(Saved entries)
★ ★ ★ ★

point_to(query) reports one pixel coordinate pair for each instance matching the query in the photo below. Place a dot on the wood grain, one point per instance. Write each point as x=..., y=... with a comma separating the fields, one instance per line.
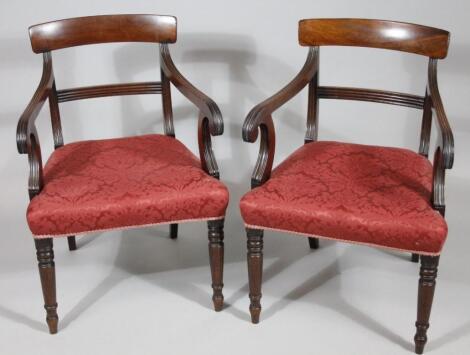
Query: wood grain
x=407, y=37
x=80, y=31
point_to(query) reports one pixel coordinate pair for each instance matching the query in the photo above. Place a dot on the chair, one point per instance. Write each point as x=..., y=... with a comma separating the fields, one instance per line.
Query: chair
x=377, y=196
x=101, y=185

★ ★ ★ ★

Would you please print out all the records above exactly, minus any pictures?

Solution.
point_to(query) reports one pixel coordinate pair for each instance matching the query in the photo below. Place a dot on the wood grain, one point per instance. Write each point as x=..., y=... with a comma separating the fields, one instance per line.
Query: wood grain
x=407, y=37
x=80, y=31
point_to(query) reports one pixel coordinate pair for each instance matching the query in the photo above. Place a dot on the chair, one point per instance. Write each point as x=..., y=... with a comma separating the fields, one instance per line.
Query: chair
x=377, y=196
x=101, y=185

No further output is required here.